Source extract:

A circle of women forms around him while she waits (downstage left) for his solo to end. Their subsequent approach and separation only serve to reverse the picture. La Cour waits for Nadon — you guessed it — downstage right. After some more exquisite yet emotionally distant partnering work, the couple ends the piece in close proximity. He kneels facing upstage gazing toward her; she stands upright looking over him. The ballerina is celebrated as the admired one who gives her blessing before the curtain descends.

One man kneels. Behind him, women line up, with the one closest to the man kneeling, the next three crouch, and the last extends her leg in a high arabesque.
New York City Ballet in Rotunda; Photo by Erin Baiano

Suzanne Farrell and the late Jacques d’Amboise originated the roles in 1963. La Cour will take his final bow on Saturday night. An elegant dancer who joined the company in 2002 and distinguished himself as a wonderful partner to many ballerinas even before becoming a principal in 2013, he will be missed by many balletomanes.

Records supplied:
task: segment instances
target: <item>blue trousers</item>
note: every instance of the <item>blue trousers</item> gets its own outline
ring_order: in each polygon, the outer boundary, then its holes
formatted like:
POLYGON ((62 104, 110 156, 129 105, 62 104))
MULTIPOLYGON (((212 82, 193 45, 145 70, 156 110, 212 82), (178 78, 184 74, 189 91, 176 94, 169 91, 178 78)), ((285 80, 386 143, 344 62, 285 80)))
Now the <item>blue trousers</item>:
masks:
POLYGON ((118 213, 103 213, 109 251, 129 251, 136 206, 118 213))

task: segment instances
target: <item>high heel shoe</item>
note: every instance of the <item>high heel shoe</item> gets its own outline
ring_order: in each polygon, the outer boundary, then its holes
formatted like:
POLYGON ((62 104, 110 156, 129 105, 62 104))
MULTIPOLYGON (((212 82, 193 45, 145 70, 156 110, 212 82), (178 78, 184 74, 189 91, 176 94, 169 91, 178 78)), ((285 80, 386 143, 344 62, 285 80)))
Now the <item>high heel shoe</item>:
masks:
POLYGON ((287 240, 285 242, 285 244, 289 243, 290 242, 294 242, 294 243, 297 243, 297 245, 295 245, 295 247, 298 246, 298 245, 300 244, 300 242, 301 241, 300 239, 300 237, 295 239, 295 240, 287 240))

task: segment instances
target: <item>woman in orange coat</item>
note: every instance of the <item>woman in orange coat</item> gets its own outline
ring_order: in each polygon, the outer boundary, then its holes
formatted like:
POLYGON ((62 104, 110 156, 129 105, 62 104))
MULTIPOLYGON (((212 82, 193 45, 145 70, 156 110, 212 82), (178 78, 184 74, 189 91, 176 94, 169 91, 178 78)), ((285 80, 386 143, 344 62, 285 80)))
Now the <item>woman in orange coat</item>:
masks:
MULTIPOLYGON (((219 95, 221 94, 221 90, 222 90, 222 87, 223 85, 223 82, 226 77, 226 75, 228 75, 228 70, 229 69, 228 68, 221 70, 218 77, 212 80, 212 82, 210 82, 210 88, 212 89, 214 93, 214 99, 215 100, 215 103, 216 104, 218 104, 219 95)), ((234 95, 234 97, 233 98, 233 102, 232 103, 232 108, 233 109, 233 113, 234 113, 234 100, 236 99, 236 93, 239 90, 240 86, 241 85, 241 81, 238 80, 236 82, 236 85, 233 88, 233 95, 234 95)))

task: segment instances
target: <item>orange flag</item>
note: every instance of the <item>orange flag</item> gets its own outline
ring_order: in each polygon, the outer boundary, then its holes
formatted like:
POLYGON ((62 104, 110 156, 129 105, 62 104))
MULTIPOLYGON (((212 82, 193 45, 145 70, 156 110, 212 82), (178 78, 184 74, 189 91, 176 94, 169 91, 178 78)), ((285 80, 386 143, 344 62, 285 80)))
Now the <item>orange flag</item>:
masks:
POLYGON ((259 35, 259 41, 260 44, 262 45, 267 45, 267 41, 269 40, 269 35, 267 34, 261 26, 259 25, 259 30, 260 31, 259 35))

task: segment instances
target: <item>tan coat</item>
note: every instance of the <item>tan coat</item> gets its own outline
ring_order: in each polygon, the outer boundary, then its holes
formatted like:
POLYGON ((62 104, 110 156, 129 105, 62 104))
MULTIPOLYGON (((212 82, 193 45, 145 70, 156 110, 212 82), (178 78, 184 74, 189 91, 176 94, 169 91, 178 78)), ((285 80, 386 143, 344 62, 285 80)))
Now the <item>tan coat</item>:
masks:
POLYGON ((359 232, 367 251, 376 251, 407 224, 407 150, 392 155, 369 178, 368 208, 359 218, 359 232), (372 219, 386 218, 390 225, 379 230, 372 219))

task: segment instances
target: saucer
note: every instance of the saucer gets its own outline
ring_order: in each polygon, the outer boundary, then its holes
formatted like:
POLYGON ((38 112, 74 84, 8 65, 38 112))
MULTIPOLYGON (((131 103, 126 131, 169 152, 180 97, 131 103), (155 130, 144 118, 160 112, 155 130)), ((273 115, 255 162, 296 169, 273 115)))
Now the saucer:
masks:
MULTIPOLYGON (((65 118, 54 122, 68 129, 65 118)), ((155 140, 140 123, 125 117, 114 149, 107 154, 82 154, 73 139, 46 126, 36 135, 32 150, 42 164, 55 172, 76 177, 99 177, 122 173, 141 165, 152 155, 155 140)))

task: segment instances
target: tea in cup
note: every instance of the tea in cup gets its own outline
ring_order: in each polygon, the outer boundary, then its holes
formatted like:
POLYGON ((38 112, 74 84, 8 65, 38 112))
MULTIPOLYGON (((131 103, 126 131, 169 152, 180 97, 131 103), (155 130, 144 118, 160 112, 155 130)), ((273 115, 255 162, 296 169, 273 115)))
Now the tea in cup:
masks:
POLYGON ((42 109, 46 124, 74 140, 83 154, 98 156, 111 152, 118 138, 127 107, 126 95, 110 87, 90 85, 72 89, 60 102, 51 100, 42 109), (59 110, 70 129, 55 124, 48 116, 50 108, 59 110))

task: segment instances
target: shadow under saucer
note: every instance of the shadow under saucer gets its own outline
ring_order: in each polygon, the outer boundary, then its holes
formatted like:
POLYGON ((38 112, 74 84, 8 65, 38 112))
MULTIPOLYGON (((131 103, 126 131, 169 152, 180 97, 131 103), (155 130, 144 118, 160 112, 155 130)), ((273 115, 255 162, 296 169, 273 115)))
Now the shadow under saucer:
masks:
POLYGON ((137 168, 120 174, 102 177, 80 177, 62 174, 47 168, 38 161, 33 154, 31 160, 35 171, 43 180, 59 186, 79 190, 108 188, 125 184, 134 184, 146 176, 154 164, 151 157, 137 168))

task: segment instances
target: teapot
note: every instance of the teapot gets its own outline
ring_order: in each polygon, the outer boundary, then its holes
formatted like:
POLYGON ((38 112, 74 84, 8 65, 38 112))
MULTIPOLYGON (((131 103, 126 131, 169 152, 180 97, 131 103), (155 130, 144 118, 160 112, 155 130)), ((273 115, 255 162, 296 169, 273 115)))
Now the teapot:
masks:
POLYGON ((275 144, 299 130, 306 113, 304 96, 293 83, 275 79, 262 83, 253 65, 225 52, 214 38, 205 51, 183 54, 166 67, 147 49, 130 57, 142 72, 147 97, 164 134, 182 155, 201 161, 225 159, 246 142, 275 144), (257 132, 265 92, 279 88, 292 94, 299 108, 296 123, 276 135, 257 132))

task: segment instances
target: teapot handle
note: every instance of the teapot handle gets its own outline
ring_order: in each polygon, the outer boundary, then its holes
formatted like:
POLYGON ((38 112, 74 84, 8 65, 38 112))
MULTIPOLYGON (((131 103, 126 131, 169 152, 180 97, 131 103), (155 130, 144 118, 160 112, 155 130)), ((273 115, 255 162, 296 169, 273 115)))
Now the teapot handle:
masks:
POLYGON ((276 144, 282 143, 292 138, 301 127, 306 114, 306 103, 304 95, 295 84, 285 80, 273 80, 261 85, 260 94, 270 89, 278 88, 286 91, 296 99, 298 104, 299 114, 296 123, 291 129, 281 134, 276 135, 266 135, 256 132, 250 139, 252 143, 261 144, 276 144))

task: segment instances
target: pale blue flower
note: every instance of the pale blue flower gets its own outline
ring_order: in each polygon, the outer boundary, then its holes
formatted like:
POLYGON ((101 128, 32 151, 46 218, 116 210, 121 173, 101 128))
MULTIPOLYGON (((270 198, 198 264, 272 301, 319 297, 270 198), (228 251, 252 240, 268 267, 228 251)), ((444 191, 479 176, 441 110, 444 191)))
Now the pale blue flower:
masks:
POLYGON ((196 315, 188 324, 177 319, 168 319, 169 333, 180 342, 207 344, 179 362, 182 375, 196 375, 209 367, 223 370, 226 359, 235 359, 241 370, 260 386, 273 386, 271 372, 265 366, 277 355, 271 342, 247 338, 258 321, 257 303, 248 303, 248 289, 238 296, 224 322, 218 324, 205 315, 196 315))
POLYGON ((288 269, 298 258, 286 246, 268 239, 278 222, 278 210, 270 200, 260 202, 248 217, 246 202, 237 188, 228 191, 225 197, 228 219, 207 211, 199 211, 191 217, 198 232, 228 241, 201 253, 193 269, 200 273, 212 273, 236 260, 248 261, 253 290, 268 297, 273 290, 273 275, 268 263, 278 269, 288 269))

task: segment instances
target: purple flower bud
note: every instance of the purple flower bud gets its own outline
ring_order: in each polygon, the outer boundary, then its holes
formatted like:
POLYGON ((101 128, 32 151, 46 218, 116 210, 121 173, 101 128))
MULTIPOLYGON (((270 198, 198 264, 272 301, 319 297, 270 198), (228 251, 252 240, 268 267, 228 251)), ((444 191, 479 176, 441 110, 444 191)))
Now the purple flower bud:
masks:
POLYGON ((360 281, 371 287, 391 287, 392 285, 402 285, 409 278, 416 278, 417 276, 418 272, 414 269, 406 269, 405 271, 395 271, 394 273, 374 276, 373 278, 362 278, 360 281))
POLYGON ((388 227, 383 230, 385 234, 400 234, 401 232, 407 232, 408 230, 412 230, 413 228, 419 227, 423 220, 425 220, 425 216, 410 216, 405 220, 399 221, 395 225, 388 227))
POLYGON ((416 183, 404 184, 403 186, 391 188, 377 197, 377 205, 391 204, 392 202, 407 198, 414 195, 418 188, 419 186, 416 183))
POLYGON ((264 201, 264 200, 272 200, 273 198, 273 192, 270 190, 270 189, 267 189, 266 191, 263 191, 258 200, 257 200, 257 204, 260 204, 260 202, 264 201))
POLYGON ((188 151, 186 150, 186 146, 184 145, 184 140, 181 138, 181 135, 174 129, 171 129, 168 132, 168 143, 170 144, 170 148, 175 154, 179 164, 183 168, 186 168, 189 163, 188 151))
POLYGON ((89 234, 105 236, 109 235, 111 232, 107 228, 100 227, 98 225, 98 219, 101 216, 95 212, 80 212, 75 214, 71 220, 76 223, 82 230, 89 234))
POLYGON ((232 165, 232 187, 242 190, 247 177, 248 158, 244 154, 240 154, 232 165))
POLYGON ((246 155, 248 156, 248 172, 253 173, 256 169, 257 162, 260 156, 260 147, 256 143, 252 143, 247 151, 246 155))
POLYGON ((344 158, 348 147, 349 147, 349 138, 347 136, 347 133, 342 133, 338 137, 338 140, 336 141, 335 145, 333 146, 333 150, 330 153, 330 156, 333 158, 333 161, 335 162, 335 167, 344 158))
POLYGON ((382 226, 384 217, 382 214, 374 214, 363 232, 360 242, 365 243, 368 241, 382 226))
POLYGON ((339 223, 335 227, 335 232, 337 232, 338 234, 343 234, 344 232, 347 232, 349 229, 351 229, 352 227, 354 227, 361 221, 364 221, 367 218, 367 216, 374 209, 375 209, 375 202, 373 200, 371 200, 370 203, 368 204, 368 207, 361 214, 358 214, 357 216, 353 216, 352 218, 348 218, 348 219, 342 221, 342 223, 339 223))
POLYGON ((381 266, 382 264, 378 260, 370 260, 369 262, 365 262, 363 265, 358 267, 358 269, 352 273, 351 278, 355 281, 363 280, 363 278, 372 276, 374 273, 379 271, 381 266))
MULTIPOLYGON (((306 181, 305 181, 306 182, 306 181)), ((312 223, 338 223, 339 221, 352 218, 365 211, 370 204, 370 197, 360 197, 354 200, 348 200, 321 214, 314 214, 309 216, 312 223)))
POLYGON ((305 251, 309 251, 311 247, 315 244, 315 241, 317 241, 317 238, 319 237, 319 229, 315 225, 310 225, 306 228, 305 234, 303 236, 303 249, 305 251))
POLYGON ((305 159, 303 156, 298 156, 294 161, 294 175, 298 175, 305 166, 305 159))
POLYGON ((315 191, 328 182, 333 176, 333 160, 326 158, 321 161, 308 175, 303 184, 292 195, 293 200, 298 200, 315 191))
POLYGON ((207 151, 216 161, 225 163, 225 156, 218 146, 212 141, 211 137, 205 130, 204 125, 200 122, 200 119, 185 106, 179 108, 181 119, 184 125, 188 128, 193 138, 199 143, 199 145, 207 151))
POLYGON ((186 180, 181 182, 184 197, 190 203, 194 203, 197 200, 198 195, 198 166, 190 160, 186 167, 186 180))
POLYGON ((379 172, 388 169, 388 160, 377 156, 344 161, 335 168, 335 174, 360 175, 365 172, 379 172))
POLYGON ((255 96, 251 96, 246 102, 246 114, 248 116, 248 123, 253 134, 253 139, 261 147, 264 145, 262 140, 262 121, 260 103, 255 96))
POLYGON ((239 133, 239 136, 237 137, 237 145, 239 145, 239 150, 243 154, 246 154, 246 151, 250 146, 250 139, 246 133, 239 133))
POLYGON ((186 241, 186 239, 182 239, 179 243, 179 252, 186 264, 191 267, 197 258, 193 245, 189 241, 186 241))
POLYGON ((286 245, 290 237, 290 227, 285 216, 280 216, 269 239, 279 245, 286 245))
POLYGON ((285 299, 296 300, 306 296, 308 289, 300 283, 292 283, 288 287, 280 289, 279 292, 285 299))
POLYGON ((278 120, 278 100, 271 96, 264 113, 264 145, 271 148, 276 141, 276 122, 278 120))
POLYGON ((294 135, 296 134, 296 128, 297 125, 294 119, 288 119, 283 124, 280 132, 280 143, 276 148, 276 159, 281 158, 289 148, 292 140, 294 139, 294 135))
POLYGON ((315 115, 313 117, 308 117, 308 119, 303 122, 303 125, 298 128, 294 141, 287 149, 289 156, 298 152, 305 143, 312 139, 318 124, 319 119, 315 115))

Problem to solve: Write out the ballet passage again, starting at "New York City" and ending at "by many balletomanes.", putting "ballet lovers" in place of "balletomanes". The rows are not used here.

Exercise answer:
New York City Ballet in Rotunda; Photo by Erin Baiano

Suzanne Farrell and the late Jacques d’Amboise originated the roles in 1963. La Cour will take his final bow on Saturday night. An elegant dancer who joined the company in 2002 and distinguished himself as a wonderful partner to many ballerinas even before becoming a principal in 2013, he will be missed by many ballet lovers.